The distribution of risk scores for all mammograms, screen-detected cancers, and false positives is shown in Fig. 1. The cancer incidence in mammograms with low- and high-risk scores was 1.4/1000 and 13.6/1000, respectively. If mammograms with a risk score of 1 and 2 were to be excluded, 1829 (19.1%; 95% CI 18.3–19.9) normal exams could be removed, including 10 (5.3%; 95% CI 2.1–8.6) false positives, without missing a single cancer (Table 1). Half (53.0%, 95% CI 52.0–54.0) of the screen exams had low-risk scores (≤ 5). If these were to be excluded from screen reading performed by radiologists, seven (10.3%; 95% CI 3.1–17.5) cancers would have been missed, and 52 (27.8%; 95% CI 21.4–34.2) false positives would have been avoided. All seven cancers with low-risk scores were invasive (Table 2), of which three were small (≤ 7 mm), low-grade invasive tubular carcinomas, i.e. tumours with excellent prognosis [19]. On the other hand, three cancers, two ductal and one lobular type, were large (20 mm), one of which was histologic grade 3, i.e. of less-favourable prognosis. The radiologists’ consensus panel judged all cancers, except one, to be clearly visible (Fig. 2). The latter was a 20-mm-large mammographically occult invasive ductal carcinoma that was recalled due to an imaging finding of a pathologically enlarged lymph node. Six of the cancers had a radiographic appearance of a spiculated mass. All, except one, of the women with AI-missed cancers had dense breasts (Breast Imaging Reporting and Data System-category C and D [21]).

Fig. 1

Distribution of AI risk scores for all mammography-screen exams, screen-detected cancers, and false positives

Table 1 The accumulated effect of excluding mammography screen exams assigned low AI risk scores
Table 2 Histological characteristics of screen-detected cancers categorised with low- and high-AI-risk scores (low scores = 1–5 and high scores = 6–10)

→ Information given:

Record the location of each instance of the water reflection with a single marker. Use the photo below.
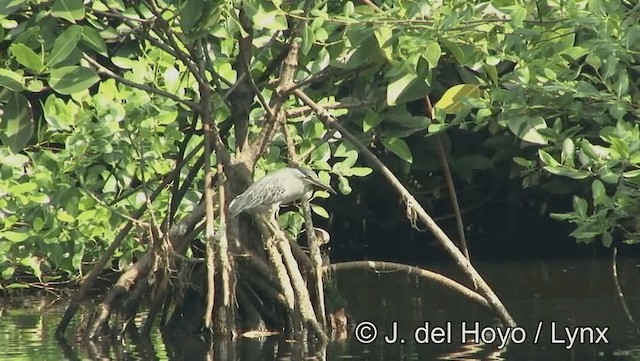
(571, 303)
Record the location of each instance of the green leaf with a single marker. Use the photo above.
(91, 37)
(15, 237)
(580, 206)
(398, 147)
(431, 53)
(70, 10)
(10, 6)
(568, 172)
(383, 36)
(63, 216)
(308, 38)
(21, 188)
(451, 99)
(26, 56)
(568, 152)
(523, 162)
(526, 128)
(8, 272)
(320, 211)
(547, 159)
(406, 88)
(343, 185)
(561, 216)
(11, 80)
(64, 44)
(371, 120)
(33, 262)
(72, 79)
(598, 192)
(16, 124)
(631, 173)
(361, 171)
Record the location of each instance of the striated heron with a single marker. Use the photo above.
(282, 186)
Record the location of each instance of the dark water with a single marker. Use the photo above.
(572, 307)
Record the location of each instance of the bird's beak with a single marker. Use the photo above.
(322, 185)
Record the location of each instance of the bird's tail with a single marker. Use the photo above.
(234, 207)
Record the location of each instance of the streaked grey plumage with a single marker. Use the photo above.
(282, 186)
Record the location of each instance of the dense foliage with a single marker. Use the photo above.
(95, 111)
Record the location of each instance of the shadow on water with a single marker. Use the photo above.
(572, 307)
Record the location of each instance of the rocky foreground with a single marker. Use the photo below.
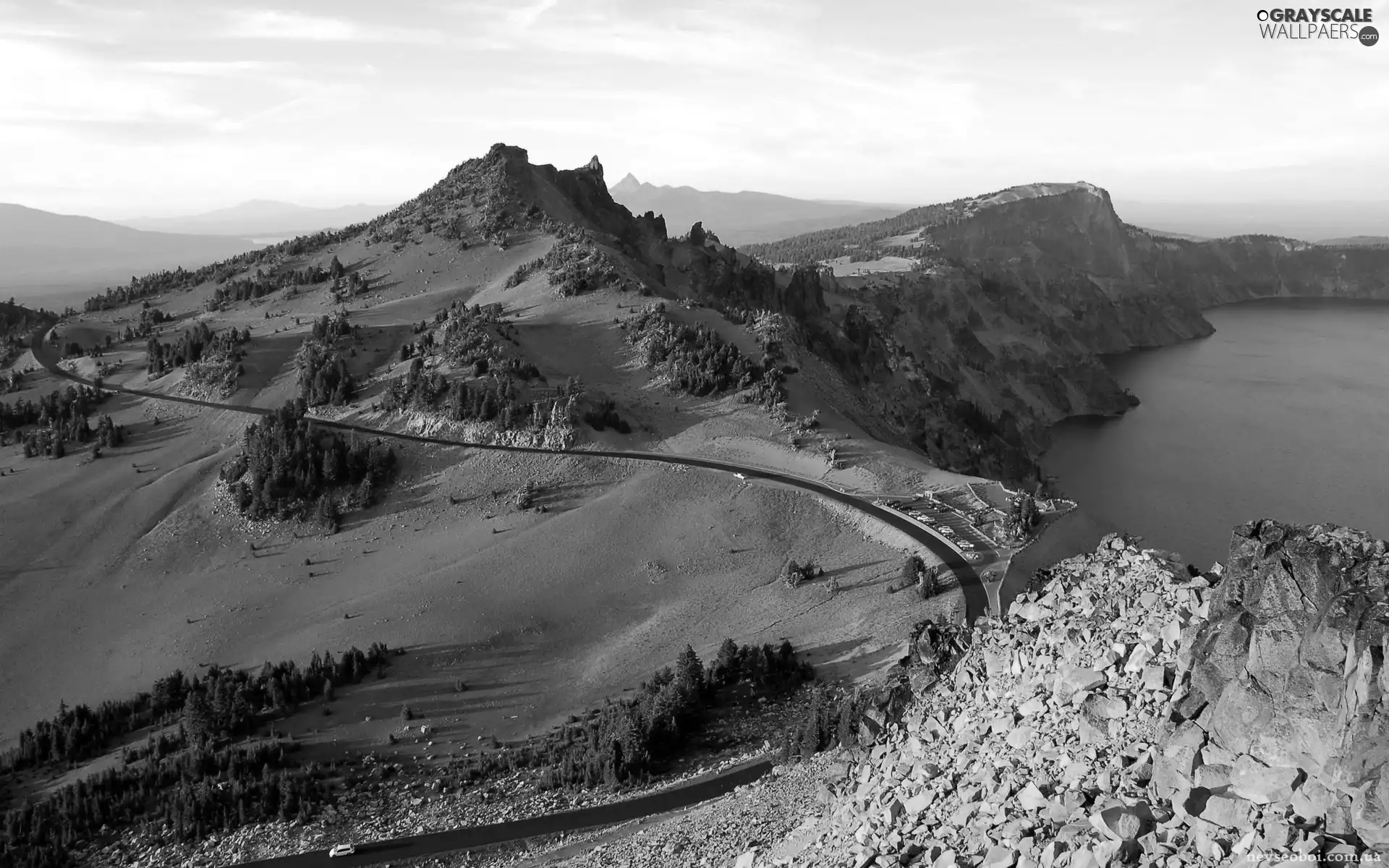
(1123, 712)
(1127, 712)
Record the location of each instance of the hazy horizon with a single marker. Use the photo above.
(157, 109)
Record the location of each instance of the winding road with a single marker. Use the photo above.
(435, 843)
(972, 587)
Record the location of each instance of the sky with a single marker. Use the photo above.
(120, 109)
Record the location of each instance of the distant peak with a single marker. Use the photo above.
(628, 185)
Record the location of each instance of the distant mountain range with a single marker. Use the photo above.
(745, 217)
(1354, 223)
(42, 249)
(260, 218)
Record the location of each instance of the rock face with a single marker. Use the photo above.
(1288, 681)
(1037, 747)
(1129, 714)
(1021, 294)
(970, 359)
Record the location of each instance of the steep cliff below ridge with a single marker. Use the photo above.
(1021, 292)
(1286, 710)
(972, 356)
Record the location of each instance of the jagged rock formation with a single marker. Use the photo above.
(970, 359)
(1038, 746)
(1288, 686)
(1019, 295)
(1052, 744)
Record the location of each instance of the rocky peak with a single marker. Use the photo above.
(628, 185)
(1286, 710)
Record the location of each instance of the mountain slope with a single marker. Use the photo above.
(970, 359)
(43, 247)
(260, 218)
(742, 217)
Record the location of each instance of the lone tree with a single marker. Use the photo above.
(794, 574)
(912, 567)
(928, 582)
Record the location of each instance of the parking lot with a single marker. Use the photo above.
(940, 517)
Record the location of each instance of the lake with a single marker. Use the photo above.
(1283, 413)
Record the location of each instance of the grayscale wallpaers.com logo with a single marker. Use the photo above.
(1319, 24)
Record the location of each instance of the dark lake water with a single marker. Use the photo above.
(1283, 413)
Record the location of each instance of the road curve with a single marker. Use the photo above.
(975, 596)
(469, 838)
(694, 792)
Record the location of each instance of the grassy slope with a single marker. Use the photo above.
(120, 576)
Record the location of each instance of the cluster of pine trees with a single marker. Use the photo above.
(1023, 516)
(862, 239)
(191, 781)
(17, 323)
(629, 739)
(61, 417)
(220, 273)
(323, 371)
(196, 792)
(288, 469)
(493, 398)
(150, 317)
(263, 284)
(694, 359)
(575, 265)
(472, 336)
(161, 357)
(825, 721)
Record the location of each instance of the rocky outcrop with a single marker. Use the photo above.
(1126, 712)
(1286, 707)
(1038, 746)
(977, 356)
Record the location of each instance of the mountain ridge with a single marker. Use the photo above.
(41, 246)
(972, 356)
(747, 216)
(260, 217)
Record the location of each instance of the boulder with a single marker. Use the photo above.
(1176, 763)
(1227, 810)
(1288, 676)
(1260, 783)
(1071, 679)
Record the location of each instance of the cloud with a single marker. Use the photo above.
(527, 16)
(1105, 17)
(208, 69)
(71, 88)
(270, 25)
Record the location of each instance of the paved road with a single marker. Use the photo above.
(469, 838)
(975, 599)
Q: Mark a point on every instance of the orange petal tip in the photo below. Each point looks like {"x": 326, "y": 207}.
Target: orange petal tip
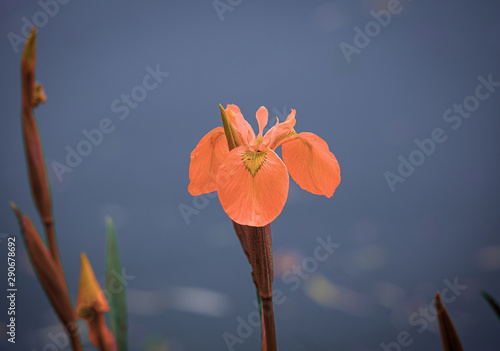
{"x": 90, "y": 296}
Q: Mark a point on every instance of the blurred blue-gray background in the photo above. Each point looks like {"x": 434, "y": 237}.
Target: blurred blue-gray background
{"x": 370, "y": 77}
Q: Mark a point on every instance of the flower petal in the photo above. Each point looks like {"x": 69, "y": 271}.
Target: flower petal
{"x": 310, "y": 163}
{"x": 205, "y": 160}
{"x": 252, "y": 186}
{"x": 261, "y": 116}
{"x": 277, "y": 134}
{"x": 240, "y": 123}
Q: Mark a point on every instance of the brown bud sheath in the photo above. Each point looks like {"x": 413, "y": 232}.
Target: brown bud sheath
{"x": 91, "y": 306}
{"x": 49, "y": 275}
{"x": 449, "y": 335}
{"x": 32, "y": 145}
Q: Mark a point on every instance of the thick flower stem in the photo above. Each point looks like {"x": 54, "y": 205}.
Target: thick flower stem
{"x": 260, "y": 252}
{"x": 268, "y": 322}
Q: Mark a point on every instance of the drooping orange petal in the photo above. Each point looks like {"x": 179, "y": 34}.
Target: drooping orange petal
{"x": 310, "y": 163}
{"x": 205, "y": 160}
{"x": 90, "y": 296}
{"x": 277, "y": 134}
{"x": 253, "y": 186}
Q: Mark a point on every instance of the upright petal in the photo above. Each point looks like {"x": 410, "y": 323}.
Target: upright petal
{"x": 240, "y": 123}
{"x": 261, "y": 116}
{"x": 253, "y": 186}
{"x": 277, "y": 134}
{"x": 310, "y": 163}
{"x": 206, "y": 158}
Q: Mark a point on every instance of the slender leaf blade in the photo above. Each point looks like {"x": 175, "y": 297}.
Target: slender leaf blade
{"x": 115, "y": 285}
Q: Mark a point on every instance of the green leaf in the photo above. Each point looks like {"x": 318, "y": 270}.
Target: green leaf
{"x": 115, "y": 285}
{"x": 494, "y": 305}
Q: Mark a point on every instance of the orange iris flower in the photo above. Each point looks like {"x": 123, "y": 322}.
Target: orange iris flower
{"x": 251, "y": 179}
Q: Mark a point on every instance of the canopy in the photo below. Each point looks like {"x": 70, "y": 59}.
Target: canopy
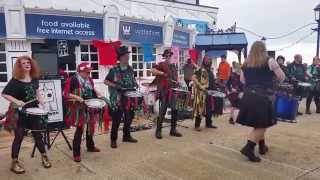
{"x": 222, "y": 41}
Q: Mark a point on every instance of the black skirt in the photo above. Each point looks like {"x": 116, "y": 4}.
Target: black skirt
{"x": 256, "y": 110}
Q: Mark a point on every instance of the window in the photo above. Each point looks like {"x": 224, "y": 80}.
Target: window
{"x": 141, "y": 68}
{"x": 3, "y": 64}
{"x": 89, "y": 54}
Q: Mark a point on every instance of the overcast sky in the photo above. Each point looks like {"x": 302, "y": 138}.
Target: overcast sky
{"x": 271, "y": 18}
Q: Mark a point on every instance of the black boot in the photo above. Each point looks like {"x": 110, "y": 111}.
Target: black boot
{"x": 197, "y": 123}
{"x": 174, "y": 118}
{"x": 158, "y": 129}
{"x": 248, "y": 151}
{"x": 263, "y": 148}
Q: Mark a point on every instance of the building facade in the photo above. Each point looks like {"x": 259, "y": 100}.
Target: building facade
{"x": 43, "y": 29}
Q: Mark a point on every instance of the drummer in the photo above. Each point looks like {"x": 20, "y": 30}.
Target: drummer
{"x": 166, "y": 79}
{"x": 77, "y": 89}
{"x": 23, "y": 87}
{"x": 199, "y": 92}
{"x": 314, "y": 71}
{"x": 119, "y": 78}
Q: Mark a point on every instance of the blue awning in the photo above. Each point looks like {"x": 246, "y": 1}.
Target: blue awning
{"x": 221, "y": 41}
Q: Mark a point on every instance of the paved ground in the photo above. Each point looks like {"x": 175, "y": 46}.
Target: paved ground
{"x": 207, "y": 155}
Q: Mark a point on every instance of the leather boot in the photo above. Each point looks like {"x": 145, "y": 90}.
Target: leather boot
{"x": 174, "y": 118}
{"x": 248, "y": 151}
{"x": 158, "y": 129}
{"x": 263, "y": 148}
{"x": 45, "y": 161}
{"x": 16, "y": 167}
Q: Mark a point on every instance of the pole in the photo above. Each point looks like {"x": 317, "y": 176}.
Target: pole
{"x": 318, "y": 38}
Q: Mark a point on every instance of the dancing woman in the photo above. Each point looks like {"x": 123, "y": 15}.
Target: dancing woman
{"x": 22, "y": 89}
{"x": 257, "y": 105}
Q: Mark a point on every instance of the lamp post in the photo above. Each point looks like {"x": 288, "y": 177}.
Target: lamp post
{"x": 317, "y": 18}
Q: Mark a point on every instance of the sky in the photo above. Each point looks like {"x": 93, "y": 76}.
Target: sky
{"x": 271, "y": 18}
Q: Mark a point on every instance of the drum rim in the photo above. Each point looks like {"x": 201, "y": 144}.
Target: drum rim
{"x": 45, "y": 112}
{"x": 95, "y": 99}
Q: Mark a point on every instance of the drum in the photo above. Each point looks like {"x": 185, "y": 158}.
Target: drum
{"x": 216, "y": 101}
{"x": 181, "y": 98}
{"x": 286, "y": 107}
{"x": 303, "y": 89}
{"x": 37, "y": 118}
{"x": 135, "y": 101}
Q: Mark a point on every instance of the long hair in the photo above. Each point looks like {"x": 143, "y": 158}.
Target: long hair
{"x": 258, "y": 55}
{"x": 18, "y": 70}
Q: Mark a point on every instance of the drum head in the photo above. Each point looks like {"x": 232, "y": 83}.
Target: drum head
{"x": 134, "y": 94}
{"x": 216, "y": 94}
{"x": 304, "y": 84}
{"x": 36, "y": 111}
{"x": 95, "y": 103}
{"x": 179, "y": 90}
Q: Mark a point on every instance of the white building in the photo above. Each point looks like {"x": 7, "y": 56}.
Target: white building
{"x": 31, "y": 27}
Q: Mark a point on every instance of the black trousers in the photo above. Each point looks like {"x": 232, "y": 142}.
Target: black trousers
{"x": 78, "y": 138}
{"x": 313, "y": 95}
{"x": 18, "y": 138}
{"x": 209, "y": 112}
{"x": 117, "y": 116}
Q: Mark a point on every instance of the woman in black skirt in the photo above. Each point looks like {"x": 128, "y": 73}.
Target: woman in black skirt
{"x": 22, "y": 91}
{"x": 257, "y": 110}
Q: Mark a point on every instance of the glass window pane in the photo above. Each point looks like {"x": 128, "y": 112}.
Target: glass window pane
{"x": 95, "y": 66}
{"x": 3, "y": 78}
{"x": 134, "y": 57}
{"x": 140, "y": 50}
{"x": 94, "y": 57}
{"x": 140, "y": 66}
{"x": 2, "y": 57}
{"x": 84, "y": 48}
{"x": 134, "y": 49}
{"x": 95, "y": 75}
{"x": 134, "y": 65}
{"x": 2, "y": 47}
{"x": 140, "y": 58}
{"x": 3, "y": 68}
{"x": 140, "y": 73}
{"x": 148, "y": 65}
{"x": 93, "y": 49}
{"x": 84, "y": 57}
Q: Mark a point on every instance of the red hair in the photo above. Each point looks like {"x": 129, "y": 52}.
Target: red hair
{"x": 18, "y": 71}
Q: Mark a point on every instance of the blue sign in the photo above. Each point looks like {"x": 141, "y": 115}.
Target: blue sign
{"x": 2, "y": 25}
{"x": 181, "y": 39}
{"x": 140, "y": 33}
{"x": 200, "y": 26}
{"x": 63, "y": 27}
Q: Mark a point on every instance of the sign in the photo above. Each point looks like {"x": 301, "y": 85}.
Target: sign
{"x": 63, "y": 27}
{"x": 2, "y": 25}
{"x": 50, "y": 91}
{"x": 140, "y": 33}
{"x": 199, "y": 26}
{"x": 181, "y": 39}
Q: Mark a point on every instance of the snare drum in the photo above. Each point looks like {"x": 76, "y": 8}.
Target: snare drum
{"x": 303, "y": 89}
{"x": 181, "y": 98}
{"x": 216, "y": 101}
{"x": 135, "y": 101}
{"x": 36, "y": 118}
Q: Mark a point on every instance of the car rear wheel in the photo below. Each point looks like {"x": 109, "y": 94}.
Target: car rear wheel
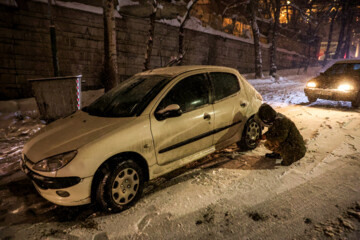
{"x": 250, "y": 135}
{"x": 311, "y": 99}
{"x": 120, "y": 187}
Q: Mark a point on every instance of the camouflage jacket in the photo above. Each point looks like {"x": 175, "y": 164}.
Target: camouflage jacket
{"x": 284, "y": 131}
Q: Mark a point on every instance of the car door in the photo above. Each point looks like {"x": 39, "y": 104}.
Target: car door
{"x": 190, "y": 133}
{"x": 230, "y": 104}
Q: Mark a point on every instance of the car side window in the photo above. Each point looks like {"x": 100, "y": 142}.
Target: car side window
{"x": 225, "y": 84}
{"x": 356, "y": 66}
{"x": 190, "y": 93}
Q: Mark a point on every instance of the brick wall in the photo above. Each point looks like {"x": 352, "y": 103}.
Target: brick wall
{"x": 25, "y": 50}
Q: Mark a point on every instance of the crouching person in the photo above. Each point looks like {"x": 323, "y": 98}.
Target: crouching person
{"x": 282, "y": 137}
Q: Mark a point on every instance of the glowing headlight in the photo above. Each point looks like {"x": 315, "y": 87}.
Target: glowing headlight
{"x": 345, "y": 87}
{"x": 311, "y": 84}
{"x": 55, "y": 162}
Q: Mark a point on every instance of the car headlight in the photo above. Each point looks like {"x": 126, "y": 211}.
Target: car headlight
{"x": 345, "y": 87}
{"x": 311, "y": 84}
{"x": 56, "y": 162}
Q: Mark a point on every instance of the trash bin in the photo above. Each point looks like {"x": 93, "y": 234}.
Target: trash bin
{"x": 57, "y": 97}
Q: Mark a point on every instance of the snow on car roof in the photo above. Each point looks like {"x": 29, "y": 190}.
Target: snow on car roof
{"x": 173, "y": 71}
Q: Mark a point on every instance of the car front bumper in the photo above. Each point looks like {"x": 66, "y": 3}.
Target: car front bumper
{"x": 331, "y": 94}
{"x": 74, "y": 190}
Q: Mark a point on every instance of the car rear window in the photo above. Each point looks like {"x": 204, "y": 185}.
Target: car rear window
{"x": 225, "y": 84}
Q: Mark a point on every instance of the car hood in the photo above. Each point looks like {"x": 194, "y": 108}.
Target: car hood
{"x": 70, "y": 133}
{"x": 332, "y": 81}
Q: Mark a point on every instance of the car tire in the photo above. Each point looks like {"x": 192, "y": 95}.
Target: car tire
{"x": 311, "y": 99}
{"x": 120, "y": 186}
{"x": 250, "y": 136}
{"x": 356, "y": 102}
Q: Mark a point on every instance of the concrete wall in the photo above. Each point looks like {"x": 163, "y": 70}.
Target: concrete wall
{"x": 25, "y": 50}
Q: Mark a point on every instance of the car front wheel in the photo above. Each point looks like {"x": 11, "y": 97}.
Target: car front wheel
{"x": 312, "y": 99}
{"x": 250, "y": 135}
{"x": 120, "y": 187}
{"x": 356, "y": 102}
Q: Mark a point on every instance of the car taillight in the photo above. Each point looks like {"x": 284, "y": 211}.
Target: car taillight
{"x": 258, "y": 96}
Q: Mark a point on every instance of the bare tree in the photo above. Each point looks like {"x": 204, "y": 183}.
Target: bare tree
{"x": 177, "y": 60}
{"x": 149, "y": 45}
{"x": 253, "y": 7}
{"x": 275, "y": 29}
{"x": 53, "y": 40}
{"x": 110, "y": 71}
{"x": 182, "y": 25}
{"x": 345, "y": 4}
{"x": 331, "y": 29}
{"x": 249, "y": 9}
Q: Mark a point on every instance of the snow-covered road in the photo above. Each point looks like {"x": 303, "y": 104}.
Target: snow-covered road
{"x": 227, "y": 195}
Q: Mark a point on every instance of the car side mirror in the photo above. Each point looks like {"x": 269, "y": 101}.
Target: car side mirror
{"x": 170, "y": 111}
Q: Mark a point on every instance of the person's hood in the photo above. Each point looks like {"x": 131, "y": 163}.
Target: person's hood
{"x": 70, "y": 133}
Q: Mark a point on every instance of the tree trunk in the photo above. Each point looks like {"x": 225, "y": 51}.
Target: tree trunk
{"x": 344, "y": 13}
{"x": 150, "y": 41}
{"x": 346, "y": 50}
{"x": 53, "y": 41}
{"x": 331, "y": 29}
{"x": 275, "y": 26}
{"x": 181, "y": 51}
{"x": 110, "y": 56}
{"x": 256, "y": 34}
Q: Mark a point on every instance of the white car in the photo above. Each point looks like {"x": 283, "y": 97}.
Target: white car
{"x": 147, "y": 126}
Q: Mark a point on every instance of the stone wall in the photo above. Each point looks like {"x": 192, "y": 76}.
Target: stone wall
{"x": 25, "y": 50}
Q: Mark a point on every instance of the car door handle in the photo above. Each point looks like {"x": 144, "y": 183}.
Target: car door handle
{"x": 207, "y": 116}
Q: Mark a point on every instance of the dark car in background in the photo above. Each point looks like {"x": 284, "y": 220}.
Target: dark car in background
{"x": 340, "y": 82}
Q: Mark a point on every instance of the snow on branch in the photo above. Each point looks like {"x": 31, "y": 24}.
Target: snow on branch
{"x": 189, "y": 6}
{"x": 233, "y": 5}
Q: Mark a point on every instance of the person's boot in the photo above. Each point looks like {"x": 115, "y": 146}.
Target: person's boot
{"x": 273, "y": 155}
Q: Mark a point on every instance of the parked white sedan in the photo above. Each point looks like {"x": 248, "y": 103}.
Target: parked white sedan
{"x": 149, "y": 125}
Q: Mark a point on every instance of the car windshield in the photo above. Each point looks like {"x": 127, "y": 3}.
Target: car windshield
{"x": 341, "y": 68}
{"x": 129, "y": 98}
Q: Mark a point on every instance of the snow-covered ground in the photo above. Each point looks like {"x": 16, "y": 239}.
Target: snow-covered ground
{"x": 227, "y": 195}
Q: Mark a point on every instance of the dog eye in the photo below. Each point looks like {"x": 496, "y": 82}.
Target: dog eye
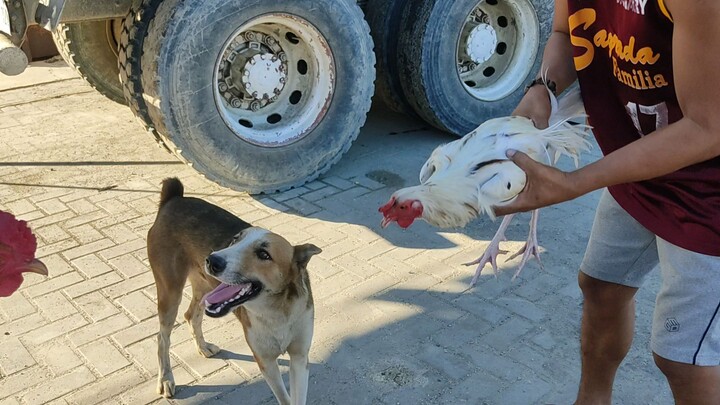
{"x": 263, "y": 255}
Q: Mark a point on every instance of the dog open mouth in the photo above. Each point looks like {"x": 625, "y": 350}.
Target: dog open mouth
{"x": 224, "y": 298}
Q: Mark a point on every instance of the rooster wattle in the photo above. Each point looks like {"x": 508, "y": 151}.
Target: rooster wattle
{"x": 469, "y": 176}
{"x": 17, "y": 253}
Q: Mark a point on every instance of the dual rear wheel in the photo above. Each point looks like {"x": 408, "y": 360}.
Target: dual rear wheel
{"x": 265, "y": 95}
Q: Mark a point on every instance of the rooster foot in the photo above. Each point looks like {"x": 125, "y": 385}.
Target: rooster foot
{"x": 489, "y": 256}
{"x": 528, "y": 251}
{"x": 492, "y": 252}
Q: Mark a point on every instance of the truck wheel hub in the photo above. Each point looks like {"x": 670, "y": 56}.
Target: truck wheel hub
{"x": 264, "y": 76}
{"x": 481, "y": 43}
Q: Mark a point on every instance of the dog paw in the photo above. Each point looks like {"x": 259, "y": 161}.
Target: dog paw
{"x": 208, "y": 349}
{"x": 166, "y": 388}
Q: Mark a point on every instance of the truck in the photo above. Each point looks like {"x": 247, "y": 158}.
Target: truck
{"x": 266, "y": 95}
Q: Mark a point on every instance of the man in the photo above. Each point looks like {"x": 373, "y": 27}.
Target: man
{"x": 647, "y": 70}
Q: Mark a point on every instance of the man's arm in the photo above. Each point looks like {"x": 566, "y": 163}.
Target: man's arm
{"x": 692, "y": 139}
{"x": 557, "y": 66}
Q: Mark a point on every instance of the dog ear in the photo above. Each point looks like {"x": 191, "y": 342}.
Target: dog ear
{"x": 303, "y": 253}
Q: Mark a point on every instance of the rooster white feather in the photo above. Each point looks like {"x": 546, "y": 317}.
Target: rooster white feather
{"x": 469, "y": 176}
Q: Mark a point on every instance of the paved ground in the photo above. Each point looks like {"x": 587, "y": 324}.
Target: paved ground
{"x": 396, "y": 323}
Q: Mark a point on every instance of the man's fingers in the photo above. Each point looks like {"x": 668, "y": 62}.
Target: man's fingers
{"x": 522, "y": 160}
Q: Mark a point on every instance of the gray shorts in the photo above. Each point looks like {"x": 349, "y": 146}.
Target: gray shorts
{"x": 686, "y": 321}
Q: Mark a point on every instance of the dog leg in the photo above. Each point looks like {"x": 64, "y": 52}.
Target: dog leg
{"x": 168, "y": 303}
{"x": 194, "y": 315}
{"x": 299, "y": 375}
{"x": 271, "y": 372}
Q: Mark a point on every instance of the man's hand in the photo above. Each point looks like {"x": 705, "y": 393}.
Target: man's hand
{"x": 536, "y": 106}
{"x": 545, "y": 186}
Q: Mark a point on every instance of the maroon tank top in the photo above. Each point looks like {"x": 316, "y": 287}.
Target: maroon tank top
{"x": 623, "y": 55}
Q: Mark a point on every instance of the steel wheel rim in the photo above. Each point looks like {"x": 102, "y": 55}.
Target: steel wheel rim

→ Problems to solve:
1) In the mammography excerpt, how many of the cancers with low-risk scores had a radiographic appearance of a spiculated mass?
2) Output the stretch of the mammography excerpt from "Distribution of AI" through "scores = 6–10)", copied word for word.

→ Solutions:
1) Six

2)
Distribution of AI risk scores for all mammography-screen exams, screen-detected cancers, and false positives

Table 1 The accumulated effect of excluding mammography screen exams assigned low AI risk scores
Table 2 Histological characteristics of screen-detected cancers categorised with low- and high-AI-risk scores (low scores = 1–5 and high scores = 6–10)